> _CHALLENGE_
Below is a block of records; repeat each one exactly.
**** ENTRIES SUPPLIED ****
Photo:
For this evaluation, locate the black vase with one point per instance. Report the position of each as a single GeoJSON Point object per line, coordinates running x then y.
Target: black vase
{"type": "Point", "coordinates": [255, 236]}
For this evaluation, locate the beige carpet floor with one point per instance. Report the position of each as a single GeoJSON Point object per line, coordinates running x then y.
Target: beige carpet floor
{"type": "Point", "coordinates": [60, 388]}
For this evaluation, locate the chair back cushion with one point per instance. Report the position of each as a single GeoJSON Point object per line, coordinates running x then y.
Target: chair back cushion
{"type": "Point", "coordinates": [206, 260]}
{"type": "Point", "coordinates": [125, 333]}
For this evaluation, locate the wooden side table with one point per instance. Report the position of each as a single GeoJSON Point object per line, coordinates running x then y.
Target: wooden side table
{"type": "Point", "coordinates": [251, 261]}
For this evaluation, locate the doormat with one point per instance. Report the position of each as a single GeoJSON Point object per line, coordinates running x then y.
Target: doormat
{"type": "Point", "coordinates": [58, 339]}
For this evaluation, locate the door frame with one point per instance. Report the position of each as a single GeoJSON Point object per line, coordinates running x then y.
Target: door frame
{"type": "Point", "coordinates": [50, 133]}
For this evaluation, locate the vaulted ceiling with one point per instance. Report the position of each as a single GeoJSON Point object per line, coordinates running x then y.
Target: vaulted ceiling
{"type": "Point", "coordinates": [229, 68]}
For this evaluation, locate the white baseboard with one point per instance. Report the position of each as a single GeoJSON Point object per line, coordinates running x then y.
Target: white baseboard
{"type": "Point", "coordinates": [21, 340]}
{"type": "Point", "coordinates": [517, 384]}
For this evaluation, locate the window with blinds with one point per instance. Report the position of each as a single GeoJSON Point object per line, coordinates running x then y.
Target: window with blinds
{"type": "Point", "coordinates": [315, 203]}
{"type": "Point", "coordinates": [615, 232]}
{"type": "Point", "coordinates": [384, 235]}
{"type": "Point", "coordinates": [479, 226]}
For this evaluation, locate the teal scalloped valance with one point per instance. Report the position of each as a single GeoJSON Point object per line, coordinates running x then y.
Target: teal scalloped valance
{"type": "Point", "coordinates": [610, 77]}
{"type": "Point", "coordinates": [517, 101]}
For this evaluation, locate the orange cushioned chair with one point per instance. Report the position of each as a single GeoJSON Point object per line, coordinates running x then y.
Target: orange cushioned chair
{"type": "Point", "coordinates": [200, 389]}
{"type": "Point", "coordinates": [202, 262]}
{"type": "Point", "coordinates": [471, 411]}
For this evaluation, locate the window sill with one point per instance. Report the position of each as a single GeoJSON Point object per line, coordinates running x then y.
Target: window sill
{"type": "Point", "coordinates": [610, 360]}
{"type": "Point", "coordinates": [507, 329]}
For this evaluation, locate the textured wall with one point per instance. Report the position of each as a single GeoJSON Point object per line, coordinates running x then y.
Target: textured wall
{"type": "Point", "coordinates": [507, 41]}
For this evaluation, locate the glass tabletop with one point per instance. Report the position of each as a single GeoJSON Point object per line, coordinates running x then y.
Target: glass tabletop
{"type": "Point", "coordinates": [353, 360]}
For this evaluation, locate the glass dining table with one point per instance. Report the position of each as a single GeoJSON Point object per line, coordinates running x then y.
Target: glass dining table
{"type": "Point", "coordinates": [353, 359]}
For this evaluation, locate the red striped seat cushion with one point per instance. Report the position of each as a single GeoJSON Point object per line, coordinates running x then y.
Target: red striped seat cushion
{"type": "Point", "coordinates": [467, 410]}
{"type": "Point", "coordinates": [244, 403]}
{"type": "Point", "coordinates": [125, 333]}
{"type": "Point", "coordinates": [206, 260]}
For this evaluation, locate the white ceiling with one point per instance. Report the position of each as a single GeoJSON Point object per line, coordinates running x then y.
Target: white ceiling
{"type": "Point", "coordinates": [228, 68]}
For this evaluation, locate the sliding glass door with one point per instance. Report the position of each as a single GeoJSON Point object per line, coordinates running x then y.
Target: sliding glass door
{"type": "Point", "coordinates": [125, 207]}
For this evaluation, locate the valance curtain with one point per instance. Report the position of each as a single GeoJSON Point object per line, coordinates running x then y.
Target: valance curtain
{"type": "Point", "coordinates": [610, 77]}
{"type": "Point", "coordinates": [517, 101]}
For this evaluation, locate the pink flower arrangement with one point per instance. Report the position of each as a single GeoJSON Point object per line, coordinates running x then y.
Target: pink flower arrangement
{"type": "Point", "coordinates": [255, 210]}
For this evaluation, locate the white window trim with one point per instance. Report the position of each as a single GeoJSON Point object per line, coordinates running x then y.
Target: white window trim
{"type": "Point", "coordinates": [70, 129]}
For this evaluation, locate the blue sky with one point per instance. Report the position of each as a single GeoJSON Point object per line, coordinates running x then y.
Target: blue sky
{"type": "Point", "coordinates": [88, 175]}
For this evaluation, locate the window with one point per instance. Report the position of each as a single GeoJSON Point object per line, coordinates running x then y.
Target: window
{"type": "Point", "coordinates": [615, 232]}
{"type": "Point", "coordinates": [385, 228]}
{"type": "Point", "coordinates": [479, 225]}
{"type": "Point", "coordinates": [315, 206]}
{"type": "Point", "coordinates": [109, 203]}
****
> _EXERCISE OUTPUT_
Photo:
For this evaluation, locate the black vase with one point per instance. Report the position of each as a single GeoJSON Point object per line, coordinates running x then y.
Target: black vase
{"type": "Point", "coordinates": [255, 236]}
For this evaluation, locate the beige carpet floor with one point per instance. Report the position of each as a single GeoJSON Point object per line, coordinates running x then y.
Target: beige carpet floor
{"type": "Point", "coordinates": [60, 388]}
For this evaluation, locate the chair back cushion with one point per instance. Report the position of each as a single GeoJSON Point object per line, coordinates running x then y.
Target: chair back cushion
{"type": "Point", "coordinates": [206, 260]}
{"type": "Point", "coordinates": [125, 333]}
For this evaluation, locate the wooden side table with one point per instance. Report the position of each as a single GeoJSON Point object per line, coordinates running x then y.
Target: wooden side table
{"type": "Point", "coordinates": [251, 261]}
For this evaluation, locate the doormat with one point per instance. Report the position of each as a single GeoJSON Point object per line, coordinates running x then y.
Target: doormat
{"type": "Point", "coordinates": [58, 339]}
For this evaluation, locate the door frame with one point per instance. Report the position of each as a single GeoJSON Point object per line, coordinates running x then y.
Target: door frame
{"type": "Point", "coordinates": [50, 133]}
For this evaluation, locate the vaulted ceiling with one point per instance. Report the position of each as a single GeoJSON Point object per line, coordinates running x then y.
Target: vaulted ceiling
{"type": "Point", "coordinates": [229, 68]}
For this evaluation, locate the white baseboard with one point per instance. Report the position of each as a single GeoJSON Point object per line, coordinates running x then y.
Target: white baseboard
{"type": "Point", "coordinates": [21, 340]}
{"type": "Point", "coordinates": [517, 384]}
For this evaluation, locate the window with blinds with one point per instance. Report the position of each as a single GeoJSON Point object per line, coordinates running x then y.
Target: window with blinds
{"type": "Point", "coordinates": [315, 203]}
{"type": "Point", "coordinates": [615, 232]}
{"type": "Point", "coordinates": [384, 235]}
{"type": "Point", "coordinates": [479, 226]}
For this evaluation, locate the teal scalloped valance with one point per instance. Report the position of each as a single GeoJSON Point object per line, coordinates running x then y.
Target: teal scalloped valance
{"type": "Point", "coordinates": [610, 77]}
{"type": "Point", "coordinates": [517, 101]}
For this evaluation, locate the orange cushioned chair with one point per instance. Report the position of each as a single GeoJSON Point object per line, coordinates running x then y.
Target: orange cushioned chair
{"type": "Point", "coordinates": [200, 389]}
{"type": "Point", "coordinates": [202, 262]}
{"type": "Point", "coordinates": [471, 411]}
For this evaluation, locate the window sill with one point per instance. Report the position of each as a single GeoJSON Point object per line, coordinates running x then y.
Target: window sill
{"type": "Point", "coordinates": [610, 360]}
{"type": "Point", "coordinates": [507, 329]}
For this evaluation, locate the textured wall with one point per instance. Report the position of each as a single GeoJSON Point object per line, coordinates running x then y.
Target: textured wall
{"type": "Point", "coordinates": [507, 41]}
For this evaluation, locate the glass tabletop with one point per instance. Report the position of each as a single GeoJSON Point object per line, coordinates running x then y.
Target: glass tabletop
{"type": "Point", "coordinates": [353, 360]}
For this evaluation, locate the glass dining table with one point per instance. Report the position of each as a single GeoJSON Point object per line, coordinates running x then y.
Target: glass dining table
{"type": "Point", "coordinates": [353, 359]}
For this evaluation, locate the red striped seat cushion with one point per instance. Report the position of each as a single GeoJSON Point object per line, coordinates running x then y.
Target: red striped seat cushion
{"type": "Point", "coordinates": [467, 410]}
{"type": "Point", "coordinates": [244, 403]}
{"type": "Point", "coordinates": [125, 333]}
{"type": "Point", "coordinates": [206, 260]}
For this evaluation, locate the white ceiling with one point per instance. Report the position of each as a single GeoJSON Point object per line, coordinates running x then y.
Target: white ceiling
{"type": "Point", "coordinates": [228, 68]}
For this evaluation, locate the sliding glass door with one point per instance. Report the position of each as a single GeoJSON Point object per line, coordinates running x then y.
Target: sliding glass door
{"type": "Point", "coordinates": [125, 207]}
For this evaluation, locate the valance curtain with one point per instance. Report the position of each as a single GeoJSON Point object per line, coordinates running x then y.
Target: valance curtain
{"type": "Point", "coordinates": [610, 77]}
{"type": "Point", "coordinates": [517, 101]}
For this evaluation, locate the pink flower arrangement with one point per instance. Report the position of each as a single GeoJSON Point object per line, coordinates running x then y.
Target: pink flower arrangement
{"type": "Point", "coordinates": [255, 210]}
For this evaluation, locate the white window trim with one point per instance. Report the position of each as a single GeoJSON Point object per line, coordinates running x then y.
Target: white window trim
{"type": "Point", "coordinates": [70, 129]}
For this evaluation, locate the blue sky with one point per instance. Report the position of each as a single GeoJSON Point object per line, coordinates running x then y.
Target: blue sky
{"type": "Point", "coordinates": [88, 175]}
For this evaluation, locate the window with one point per instance. Report the position of each as a single GeoJSON Point object per line, coordinates running x then y.
Target: window
{"type": "Point", "coordinates": [615, 232]}
{"type": "Point", "coordinates": [385, 228]}
{"type": "Point", "coordinates": [479, 225]}
{"type": "Point", "coordinates": [315, 206]}
{"type": "Point", "coordinates": [109, 203]}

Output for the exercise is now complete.